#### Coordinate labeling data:
──────────────────────────────
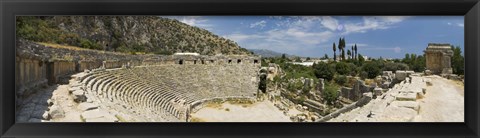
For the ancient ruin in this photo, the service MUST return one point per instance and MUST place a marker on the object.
(438, 58)
(111, 87)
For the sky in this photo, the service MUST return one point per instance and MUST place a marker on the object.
(313, 36)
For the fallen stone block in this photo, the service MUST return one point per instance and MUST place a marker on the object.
(34, 120)
(397, 114)
(378, 91)
(56, 112)
(97, 115)
(400, 75)
(79, 96)
(366, 97)
(406, 96)
(87, 106)
(407, 104)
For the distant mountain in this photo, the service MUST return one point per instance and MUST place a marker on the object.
(267, 53)
(150, 34)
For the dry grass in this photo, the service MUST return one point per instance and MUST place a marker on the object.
(194, 119)
(214, 105)
(369, 81)
(120, 118)
(62, 46)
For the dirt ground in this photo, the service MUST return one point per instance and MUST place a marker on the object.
(443, 102)
(263, 111)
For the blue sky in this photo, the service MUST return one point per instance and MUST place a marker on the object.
(313, 36)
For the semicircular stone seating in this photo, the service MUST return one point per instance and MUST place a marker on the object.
(165, 93)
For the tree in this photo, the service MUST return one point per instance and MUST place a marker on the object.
(334, 53)
(341, 79)
(406, 60)
(297, 59)
(342, 68)
(356, 52)
(330, 93)
(352, 54)
(340, 48)
(324, 70)
(349, 53)
(372, 68)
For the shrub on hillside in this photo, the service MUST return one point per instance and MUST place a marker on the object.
(341, 79)
(324, 70)
(372, 68)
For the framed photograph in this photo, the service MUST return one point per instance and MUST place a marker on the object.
(239, 68)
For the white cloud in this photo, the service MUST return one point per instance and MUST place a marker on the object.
(456, 24)
(394, 49)
(330, 23)
(397, 49)
(238, 37)
(260, 24)
(373, 23)
(358, 44)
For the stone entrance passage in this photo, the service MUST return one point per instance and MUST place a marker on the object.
(438, 58)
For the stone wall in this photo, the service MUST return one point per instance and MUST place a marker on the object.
(438, 58)
(355, 93)
(30, 73)
(193, 77)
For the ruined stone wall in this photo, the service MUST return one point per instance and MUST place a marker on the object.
(236, 73)
(30, 73)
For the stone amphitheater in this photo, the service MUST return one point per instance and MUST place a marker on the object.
(111, 87)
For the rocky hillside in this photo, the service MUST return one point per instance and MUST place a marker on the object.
(267, 53)
(131, 34)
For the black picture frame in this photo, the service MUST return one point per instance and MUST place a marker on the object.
(470, 9)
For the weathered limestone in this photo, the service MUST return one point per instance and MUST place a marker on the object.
(400, 75)
(98, 116)
(87, 106)
(378, 91)
(407, 104)
(56, 112)
(438, 58)
(79, 96)
(144, 89)
(406, 96)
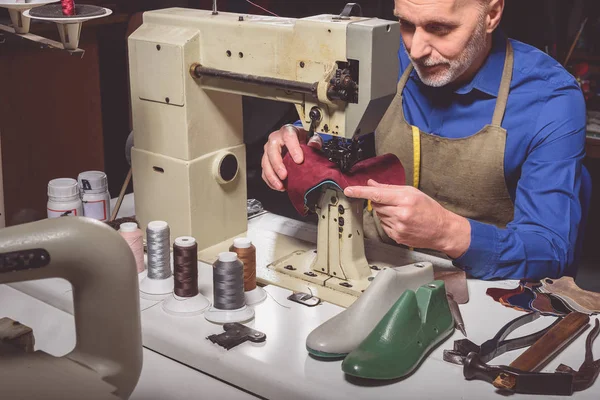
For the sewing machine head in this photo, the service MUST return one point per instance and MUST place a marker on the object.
(189, 70)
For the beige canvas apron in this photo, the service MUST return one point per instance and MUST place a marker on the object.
(466, 175)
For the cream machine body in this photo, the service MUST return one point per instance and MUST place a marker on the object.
(189, 70)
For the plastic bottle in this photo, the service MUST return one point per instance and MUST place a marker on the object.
(94, 195)
(63, 198)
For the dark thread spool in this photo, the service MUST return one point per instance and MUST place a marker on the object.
(246, 252)
(228, 282)
(185, 263)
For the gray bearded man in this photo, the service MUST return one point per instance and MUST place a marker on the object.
(501, 133)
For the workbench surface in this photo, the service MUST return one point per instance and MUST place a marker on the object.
(281, 368)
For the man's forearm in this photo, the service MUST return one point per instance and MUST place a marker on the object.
(514, 253)
(457, 235)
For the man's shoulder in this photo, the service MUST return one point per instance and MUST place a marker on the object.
(534, 69)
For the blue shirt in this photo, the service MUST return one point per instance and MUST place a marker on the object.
(545, 121)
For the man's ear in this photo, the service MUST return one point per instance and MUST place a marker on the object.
(493, 14)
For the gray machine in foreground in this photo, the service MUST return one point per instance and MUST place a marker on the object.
(107, 359)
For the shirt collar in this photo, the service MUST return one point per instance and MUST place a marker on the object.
(489, 76)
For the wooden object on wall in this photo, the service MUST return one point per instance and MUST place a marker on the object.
(2, 216)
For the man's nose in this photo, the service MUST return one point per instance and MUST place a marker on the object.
(420, 47)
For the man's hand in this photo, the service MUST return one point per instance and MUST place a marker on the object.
(272, 162)
(412, 218)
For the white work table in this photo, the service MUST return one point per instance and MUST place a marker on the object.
(281, 368)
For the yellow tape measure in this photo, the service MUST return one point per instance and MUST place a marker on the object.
(416, 156)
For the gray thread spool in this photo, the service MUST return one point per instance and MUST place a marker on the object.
(158, 239)
(228, 282)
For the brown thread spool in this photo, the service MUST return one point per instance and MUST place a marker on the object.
(246, 252)
(185, 262)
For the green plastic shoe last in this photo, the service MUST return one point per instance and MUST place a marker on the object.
(415, 324)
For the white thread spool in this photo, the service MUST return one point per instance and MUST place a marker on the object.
(93, 186)
(134, 238)
(63, 198)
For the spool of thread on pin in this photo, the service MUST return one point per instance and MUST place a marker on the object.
(158, 284)
(246, 253)
(185, 266)
(158, 240)
(186, 300)
(229, 303)
(134, 238)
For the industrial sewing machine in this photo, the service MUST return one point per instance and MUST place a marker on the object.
(188, 72)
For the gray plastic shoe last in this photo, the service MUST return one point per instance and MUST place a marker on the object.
(343, 333)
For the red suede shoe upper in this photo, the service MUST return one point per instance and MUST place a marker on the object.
(304, 180)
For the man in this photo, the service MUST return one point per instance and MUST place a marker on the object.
(500, 127)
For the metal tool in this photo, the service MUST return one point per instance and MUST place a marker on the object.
(455, 310)
(236, 334)
(497, 345)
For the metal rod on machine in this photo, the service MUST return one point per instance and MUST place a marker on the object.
(199, 71)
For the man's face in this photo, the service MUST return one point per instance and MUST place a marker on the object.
(442, 37)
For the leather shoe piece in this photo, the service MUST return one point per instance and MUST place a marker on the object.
(416, 324)
(343, 333)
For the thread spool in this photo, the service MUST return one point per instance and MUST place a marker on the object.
(186, 299)
(229, 303)
(158, 284)
(185, 266)
(134, 238)
(246, 253)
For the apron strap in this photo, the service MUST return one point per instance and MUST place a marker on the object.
(504, 86)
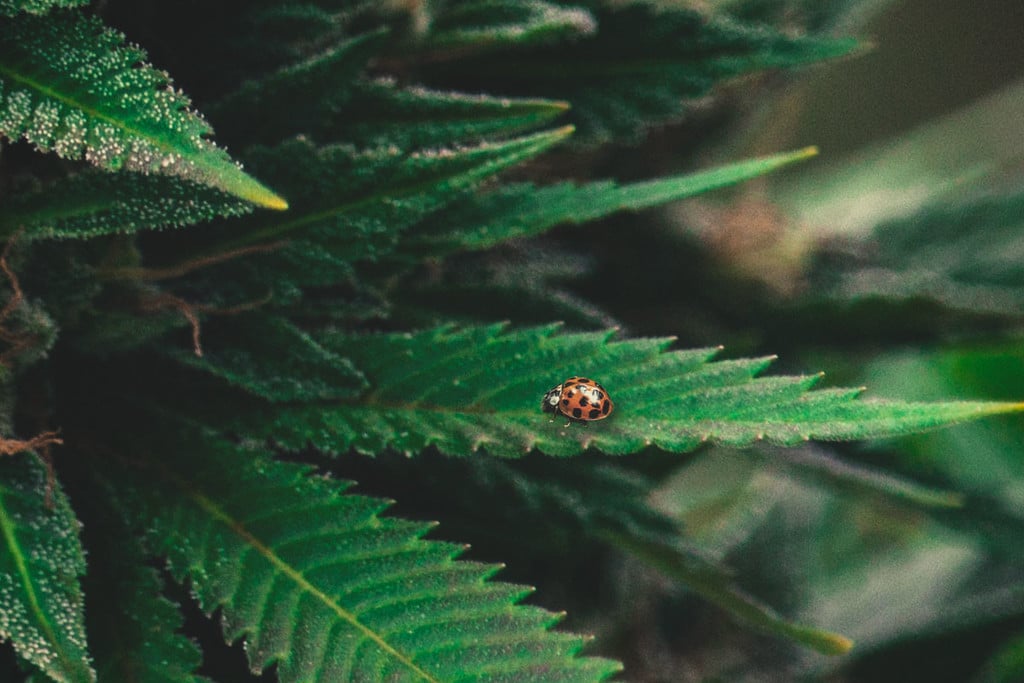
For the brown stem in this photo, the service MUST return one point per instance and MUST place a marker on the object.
──────────────────────────────
Switch every "MUST" in the lines above to "SHOULD" and change nothing else. Leave the pictures out of your answer.

For the ancient ruin in this photo, the service SHOULD return one point per instance and SHOULD place a marker on the object.
(438, 58)
(111, 87)
For the sky in this photo, the service SHOULD return one point per instance and SHOULD place a marker on the object.
(313, 36)
For the fallen stone block in this photo, the service SHOULD return one point per instance and SHOULD place a marker on the object.
(34, 120)
(397, 114)
(378, 91)
(56, 112)
(97, 115)
(400, 75)
(79, 96)
(366, 97)
(406, 96)
(87, 106)
(407, 104)
For the distant mountain in this photo, the service SHOULD return one point per instance and SHOULD place a marker on the object.
(267, 53)
(150, 34)
For the dry grass in this photo, the service SHOULD return one point per instance and SHOULD place a marker on the object.
(194, 119)
(214, 105)
(369, 81)
(120, 118)
(62, 46)
For the dirt ground in this photo, the service SHOULD return one point per instance and SHOULD place a marker on the object.
(443, 102)
(263, 111)
For the blue sky in this photo, the service SHOULD return one point per instance and SHOULD place a marker on the object.
(313, 36)
For the semicircular stone seating in this photo, the service SHOULD return one point per instance and SHOULD place a marker on the object.
(165, 93)
For the tree in this photo, the service SHOULD return one point per instance and SHOULD place a marker on the object.
(334, 53)
(341, 79)
(406, 60)
(297, 59)
(342, 68)
(356, 52)
(330, 93)
(352, 54)
(340, 48)
(324, 70)
(349, 53)
(372, 68)
For the shrub on hillside in this photo, the service SHOULD return one point per instance and SHOULD place a marker on the object.
(341, 79)
(324, 70)
(372, 68)
For the framed photograph in this photo, the service SHOULD return one point per instance and SHOULD place a marker on the object.
(239, 68)
For the white cloud in this photo, the service SHOULD return one point per instance and SHOULD place a marker on the object.
(456, 24)
(394, 49)
(330, 23)
(397, 49)
(238, 37)
(260, 24)
(373, 23)
(358, 44)
For the stone entrance passage in this photo, the service SHOULD return one point per instance and SHOULD place a marker on the object.
(438, 58)
For the stone wall in this photo, the service SHOULD return one point per instance and SHOULD place a marker on the object.
(438, 58)
(355, 93)
(30, 73)
(193, 77)
For the ruined stone wall in this photo, the service SHOULD return one point per instance and SHOULD place a marker on the object.
(236, 73)
(30, 73)
For the stone amphitheater in this photo, the service SHOULD return one point per instance and SHOULD place a marker on the object.
(111, 87)
For the rocky hillside in this photo, the service SHOULD return one point per instance and SHOULD place a marker on the object.
(267, 53)
(131, 34)
For the black picture frame in this photo, the service SHOULD return one point per instance and SHOULD place a marker on the object.
(470, 9)
For the weathered limestone in this photo, the service SHOULD return one point per instance and SHOULD place a marker on the object.
(400, 75)
(98, 116)
(87, 106)
(378, 91)
(407, 104)
(56, 112)
(438, 58)
(79, 96)
(144, 89)
(406, 96)
For the sewing machine head in this photo, the service SHOULD return one point per instance and SHOULD place a marker on the object.
(189, 70)
For the beige canvas apron in this photo, the service SHOULD return one point per instance and SHOULD place a marker on the object.
(466, 175)
For the cream machine body in this photo, the service SHOULD return one point per instance and SHOULD place a marker on the object.
(189, 70)
For the plastic bottle in this photo, the service SHOULD return one point per instance and SHOULD place a marker on the object.
(94, 195)
(63, 198)
For the dark thread spool in this photo, the service SHOULD return one point per instance and SHOULD place a marker on the object.
(246, 252)
(228, 282)
(185, 263)
For the gray bearded man in this photo, the service SHOULD return one point per instance and SHOULD place a marker on the object.
(501, 133)
For the workbench surface in this photo, the service SHOULD return one point per instance and SHOULD place a marker on the object.
(281, 368)
For the man's forearm in this photo, the service SHOULD return one point per instance and SHOULD place a marker on the object.
(514, 253)
(457, 235)
For the man's shoulder in this photo, the service SHOULD return one point per instance and SHOULD place a marker on the object.
(534, 69)
For the blue shirt in this photo, the service SHOULD return one point per instance and SHOULD place a marker on the object.
(545, 121)
For the man's ear in this photo, the service SHOULD return one point per instance and SHOULD place a marker on the object.
(493, 14)
For the gray machine in foreground in this photo, the service SHOULD return one point per instance and SHOULD place a marker on the object.
(107, 359)
For the shirt collar in this photo, the service SHOULD return one point per instance and SHOULD place a marker on the object.
(489, 76)
For the wooden object on wall in this photo, the service SHOULD return one point per instance and SHOULD place a marker on the object.
(2, 216)
For the man's nose in this photo, the service SHOULD return one point per instance and SHOULD place a marker on the object.
(420, 47)
For the man's hand in this photo, the service SHOULD return one point per instance and SHOULD place a marker on the object.
(272, 162)
(412, 218)
For the white work table in this photo, the service SHOULD return one point per instance and SHOULD place a marker on the object.
(281, 368)
For the yellow tape measure in this photo, the service SHOULD return one point per instance and SHOULD place a marker on the object.
(416, 156)
For the gray thread spool in this photo, the service SHOULD return one point per instance and SHOULD place a marker on the object.
(158, 239)
(228, 282)
For the brown thread spool in this photo, the service SHOULD return one point per instance and SHOULD place a marker on the object.
(246, 252)
(185, 262)
For the green plastic shoe last in this photo, the service SHOULD return one point per instance and SHOULD place a marker on the object.
(415, 324)
For the white thread spool in this photo, the service SHOULD return one point per instance and SHOULD place a marker on the object.
(93, 186)
(134, 238)
(63, 198)
For the spool of thread on pin in this photo, the service SHOULD return one point per instance and SHOULD place a marker on the object.
(158, 284)
(246, 253)
(185, 266)
(158, 240)
(186, 300)
(229, 303)
(134, 238)
For the industrial sewing machine in this photo, the service SHOULD return one point per instance and SHOULD place a marker on the object.
(188, 72)
For the gray plastic shoe last in this photo, the service SHOULD return one point per instance and SHOULD place a marker on the object.
(343, 333)
For the red suede shoe upper in this photo, the service SHOULD return one point per instance and SHOULD place a marker on the object.
(304, 180)
For the man in this photo, the service SHOULD return one point per instance and SHOULD place a marker on the object.
(500, 127)
For the metal tool in this photo, the service SHOULD return one point per instance and SHOULD place a marker on the object.
(455, 310)
(236, 334)
(497, 345)
For the metal rod on machine in this photo, the service SHOULD return one point per instance and SHOULD place a marker on the object.
(199, 71)
For the man's face in this photo, the service SHOULD return one point per instance and SHOULD place a marker on the object.
(442, 37)
For the leather shoe piece in this photo, the service SHOULD return one point per instance and SHOULD place a marker on the object.
(416, 324)
(343, 333)
For the thread spool in this photo, the service SHOULD return one point per instance and SHOULD place a marker on the object.
(186, 299)
(229, 303)
(158, 284)
(185, 266)
(134, 238)
(246, 253)
For the apron strap in this photo, the service SHOULD return one point per instance and SHOULD place a marker on the object.
(504, 86)
For the brown stem in this photo, the service SHOULD return one point per instance and SHOULD place a marker on the object.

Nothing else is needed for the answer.